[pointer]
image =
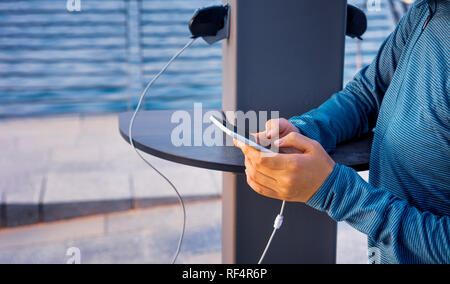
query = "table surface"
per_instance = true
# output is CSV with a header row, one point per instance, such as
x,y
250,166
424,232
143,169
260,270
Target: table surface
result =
x,y
152,135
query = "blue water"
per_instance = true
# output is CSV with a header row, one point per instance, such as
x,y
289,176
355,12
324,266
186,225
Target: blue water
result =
x,y
53,61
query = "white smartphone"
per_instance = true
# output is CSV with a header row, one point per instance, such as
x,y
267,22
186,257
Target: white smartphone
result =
x,y
233,132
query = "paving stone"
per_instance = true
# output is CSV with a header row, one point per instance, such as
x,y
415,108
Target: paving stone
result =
x,y
51,233
70,195
140,236
21,194
151,189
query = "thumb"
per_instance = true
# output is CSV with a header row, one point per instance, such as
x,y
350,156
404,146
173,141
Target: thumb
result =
x,y
297,141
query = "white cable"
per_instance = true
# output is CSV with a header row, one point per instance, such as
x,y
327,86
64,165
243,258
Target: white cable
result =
x,y
130,134
276,225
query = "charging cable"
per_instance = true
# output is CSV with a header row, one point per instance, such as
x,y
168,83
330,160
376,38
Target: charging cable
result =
x,y
278,220
276,225
130,134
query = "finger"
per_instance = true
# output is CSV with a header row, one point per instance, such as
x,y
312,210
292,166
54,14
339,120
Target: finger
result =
x,y
239,144
260,177
261,138
261,189
268,160
273,128
297,141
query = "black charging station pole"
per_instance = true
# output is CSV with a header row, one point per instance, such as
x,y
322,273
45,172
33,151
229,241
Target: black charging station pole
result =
x,y
284,56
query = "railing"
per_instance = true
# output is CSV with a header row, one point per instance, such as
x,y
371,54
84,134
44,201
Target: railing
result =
x,y
98,60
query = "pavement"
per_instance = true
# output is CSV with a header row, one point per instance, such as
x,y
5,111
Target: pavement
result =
x,y
140,236
72,166
72,181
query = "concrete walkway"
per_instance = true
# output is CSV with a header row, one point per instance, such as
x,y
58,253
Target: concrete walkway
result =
x,y
65,167
141,236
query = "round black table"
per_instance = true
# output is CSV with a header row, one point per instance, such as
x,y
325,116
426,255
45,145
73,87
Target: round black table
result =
x,y
152,135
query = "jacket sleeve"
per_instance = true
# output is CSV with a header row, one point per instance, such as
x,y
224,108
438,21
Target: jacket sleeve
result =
x,y
354,111
421,236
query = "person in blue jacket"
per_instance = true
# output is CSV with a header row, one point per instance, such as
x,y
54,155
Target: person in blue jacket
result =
x,y
403,97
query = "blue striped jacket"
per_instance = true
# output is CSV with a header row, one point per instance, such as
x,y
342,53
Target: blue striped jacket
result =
x,y
404,94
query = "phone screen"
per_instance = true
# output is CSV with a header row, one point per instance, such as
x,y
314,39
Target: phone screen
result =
x,y
239,134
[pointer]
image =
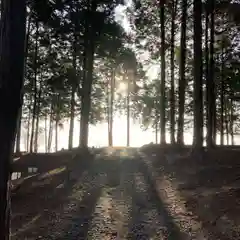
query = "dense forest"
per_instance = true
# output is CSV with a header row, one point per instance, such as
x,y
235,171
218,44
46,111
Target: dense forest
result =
x,y
65,82
63,60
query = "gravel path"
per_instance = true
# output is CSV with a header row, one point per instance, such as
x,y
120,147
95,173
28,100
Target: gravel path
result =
x,y
114,199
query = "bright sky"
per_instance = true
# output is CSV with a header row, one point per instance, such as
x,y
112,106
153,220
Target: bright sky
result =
x,y
98,135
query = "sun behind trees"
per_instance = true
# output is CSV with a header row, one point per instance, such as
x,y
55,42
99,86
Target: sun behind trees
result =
x,y
86,61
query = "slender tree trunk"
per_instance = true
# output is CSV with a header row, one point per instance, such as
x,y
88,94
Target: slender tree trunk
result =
x,y
212,90
128,113
163,68
231,123
227,120
37,119
111,108
222,100
198,92
73,90
45,133
108,108
57,123
172,91
18,138
28,129
12,37
50,132
182,79
88,59
210,84
35,88
156,123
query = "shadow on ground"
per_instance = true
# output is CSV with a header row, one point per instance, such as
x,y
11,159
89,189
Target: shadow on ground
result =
x,y
210,189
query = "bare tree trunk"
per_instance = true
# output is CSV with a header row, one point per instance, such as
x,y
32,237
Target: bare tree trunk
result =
x,y
156,123
50,132
28,129
18,139
128,113
212,90
37,119
222,100
12,37
198,91
89,49
163,68
35,88
182,79
73,90
231,123
112,88
45,133
172,91
57,122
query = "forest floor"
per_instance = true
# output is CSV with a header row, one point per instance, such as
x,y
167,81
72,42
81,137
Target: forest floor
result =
x,y
129,194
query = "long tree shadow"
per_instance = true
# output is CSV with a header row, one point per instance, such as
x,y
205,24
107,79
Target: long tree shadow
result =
x,y
83,215
167,221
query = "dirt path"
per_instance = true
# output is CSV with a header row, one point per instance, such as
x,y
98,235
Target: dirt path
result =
x,y
114,199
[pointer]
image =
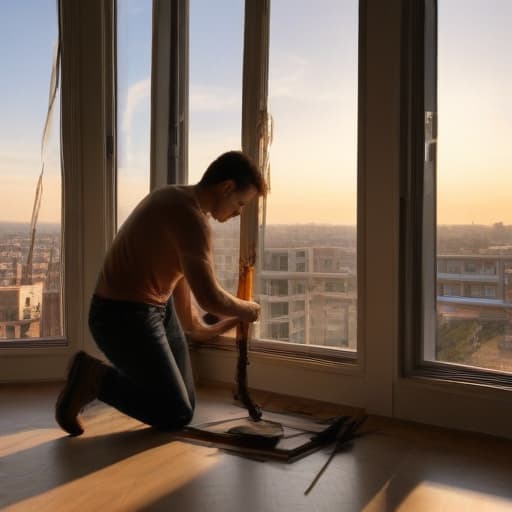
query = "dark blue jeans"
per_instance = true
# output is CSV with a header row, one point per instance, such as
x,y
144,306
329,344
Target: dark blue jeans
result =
x,y
151,378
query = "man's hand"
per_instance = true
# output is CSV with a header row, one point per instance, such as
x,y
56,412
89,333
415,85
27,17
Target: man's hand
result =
x,y
251,313
203,332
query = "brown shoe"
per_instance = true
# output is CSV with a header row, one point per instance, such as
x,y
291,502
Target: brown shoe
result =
x,y
84,375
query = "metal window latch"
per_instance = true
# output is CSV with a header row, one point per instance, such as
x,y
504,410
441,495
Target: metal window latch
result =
x,y
109,143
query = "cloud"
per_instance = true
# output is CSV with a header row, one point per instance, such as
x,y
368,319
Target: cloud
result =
x,y
136,95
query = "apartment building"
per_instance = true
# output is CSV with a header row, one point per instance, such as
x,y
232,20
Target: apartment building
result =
x,y
308,295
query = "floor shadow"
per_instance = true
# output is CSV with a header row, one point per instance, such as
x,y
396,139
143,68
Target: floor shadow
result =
x,y
65,459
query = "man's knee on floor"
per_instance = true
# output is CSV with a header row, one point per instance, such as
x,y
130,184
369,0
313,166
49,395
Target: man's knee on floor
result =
x,y
172,417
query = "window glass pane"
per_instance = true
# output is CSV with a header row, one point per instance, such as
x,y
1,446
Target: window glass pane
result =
x,y
474,226
215,111
309,231
134,22
30,259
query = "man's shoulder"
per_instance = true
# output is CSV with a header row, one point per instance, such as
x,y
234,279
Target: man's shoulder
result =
x,y
180,202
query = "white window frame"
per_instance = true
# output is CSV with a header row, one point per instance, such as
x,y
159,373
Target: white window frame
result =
x,y
431,392
88,184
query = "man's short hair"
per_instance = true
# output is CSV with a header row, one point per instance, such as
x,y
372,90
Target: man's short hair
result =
x,y
236,166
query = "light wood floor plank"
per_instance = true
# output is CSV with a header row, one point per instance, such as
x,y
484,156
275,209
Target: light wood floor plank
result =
x,y
121,465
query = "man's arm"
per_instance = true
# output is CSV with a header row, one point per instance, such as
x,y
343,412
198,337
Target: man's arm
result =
x,y
190,321
193,245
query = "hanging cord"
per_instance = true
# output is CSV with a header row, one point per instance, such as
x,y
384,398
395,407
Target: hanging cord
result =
x,y
54,85
246,275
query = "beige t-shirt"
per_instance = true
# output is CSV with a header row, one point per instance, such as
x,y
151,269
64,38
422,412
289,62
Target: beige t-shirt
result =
x,y
143,263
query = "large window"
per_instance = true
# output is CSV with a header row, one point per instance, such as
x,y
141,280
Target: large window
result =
x,y
309,223
30,198
215,119
473,314
134,37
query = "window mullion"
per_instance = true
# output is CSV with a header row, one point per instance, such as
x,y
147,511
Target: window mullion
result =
x,y
254,106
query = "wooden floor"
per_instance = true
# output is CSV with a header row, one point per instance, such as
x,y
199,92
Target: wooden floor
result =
x,y
120,465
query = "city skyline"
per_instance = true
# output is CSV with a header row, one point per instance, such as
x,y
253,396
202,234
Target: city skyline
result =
x,y
474,113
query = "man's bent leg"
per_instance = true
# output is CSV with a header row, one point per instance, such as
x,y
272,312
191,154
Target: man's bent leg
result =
x,y
145,382
179,347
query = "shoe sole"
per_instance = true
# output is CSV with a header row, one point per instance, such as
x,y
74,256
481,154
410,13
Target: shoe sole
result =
x,y
67,392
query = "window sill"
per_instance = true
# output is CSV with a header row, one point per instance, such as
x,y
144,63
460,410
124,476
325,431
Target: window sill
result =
x,y
262,353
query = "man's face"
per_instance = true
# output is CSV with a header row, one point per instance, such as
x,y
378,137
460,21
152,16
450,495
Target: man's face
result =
x,y
231,201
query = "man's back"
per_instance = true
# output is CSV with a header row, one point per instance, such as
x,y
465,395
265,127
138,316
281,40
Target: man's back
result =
x,y
143,264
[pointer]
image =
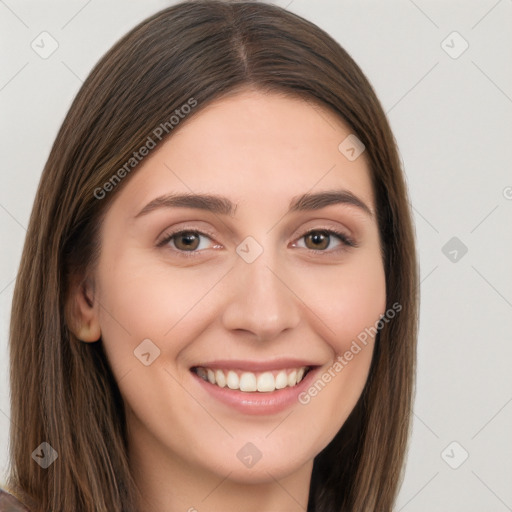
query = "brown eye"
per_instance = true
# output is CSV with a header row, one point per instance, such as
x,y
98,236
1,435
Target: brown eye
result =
x,y
319,240
186,240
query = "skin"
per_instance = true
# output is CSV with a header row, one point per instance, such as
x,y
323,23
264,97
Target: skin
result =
x,y
259,150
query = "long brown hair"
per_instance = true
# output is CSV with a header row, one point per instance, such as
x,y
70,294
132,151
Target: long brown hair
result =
x,y
62,390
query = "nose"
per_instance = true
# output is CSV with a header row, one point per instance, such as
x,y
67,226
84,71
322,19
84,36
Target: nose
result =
x,y
260,300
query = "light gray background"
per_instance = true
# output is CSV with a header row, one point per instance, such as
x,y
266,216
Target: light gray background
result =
x,y
452,121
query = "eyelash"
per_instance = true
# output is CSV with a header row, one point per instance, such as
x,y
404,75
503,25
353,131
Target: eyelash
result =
x,y
345,240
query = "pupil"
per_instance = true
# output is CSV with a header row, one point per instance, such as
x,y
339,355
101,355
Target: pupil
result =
x,y
319,239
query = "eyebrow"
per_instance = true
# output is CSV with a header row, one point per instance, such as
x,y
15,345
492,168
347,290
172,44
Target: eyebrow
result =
x,y
223,206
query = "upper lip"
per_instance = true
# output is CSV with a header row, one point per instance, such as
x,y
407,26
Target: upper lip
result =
x,y
256,366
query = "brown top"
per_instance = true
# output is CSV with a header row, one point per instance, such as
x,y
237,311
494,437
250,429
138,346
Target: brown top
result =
x,y
8,503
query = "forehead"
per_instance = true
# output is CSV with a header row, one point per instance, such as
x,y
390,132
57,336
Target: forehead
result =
x,y
259,148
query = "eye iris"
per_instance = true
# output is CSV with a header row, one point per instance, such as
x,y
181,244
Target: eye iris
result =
x,y
318,237
189,240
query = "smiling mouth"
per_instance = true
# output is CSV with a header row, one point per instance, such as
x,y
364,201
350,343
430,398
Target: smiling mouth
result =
x,y
249,382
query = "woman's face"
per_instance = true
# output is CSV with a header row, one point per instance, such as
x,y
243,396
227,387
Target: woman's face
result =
x,y
257,287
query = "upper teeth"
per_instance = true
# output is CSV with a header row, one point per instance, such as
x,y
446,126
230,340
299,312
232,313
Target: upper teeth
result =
x,y
249,381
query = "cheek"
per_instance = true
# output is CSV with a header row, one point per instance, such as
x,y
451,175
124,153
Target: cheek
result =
x,y
349,299
165,305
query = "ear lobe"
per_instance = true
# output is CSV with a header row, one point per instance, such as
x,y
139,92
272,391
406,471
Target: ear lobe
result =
x,y
82,310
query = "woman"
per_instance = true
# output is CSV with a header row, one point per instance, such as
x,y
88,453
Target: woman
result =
x,y
216,306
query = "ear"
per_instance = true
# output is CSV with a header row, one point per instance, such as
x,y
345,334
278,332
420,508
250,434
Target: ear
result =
x,y
82,310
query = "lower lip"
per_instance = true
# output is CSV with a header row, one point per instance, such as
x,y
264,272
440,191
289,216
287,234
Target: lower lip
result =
x,y
258,403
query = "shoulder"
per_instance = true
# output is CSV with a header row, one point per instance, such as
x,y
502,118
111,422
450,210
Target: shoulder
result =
x,y
8,503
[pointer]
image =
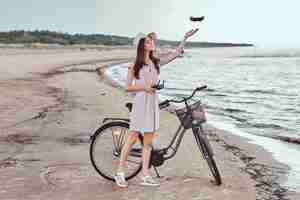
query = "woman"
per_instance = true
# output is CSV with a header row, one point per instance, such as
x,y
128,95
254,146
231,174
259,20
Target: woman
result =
x,y
144,118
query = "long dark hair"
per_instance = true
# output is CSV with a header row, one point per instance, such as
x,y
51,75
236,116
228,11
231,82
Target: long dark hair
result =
x,y
140,59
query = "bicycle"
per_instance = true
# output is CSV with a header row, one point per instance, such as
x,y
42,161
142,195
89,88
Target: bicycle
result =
x,y
118,128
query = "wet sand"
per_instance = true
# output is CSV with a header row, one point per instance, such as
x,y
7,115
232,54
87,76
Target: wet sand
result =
x,y
53,100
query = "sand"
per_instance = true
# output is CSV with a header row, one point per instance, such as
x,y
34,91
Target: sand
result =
x,y
53,100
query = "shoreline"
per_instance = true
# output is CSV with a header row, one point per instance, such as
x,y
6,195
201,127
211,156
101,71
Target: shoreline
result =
x,y
268,173
51,107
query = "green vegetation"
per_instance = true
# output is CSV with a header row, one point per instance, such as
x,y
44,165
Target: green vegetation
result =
x,y
50,37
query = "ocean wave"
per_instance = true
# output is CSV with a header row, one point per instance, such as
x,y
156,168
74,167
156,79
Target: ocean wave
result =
x,y
284,138
273,55
260,91
266,126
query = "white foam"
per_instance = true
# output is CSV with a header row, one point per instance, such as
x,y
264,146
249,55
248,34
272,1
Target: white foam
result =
x,y
282,152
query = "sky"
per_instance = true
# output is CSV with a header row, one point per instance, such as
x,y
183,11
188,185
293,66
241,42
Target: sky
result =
x,y
263,23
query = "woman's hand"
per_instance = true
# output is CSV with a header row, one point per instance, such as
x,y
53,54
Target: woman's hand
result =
x,y
149,89
190,33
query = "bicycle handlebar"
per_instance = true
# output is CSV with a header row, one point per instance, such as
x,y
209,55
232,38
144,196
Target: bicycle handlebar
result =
x,y
166,102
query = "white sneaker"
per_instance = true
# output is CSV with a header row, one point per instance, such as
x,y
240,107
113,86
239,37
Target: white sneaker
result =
x,y
149,181
120,179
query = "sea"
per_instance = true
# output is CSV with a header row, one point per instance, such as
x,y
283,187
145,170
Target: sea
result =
x,y
253,92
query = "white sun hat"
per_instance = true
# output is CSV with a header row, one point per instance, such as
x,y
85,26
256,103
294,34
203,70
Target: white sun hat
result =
x,y
137,39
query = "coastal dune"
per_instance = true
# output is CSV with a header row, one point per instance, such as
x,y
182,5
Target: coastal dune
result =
x,y
53,100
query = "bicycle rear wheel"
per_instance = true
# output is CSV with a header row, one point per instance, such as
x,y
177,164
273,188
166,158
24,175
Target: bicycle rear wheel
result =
x,y
203,144
105,150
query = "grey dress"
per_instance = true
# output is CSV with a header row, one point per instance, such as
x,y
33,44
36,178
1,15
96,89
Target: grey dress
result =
x,y
144,116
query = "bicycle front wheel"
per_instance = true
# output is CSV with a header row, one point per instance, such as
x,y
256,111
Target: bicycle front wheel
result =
x,y
106,147
203,144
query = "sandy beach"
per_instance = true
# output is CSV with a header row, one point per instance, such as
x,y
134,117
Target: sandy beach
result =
x,y
52,100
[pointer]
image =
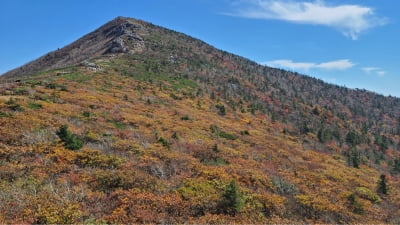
····················
• [Instructions to follow] What is the number of lines in the records that hold the word "beach"? Answer with that number by itself.

• [Response to the task] 2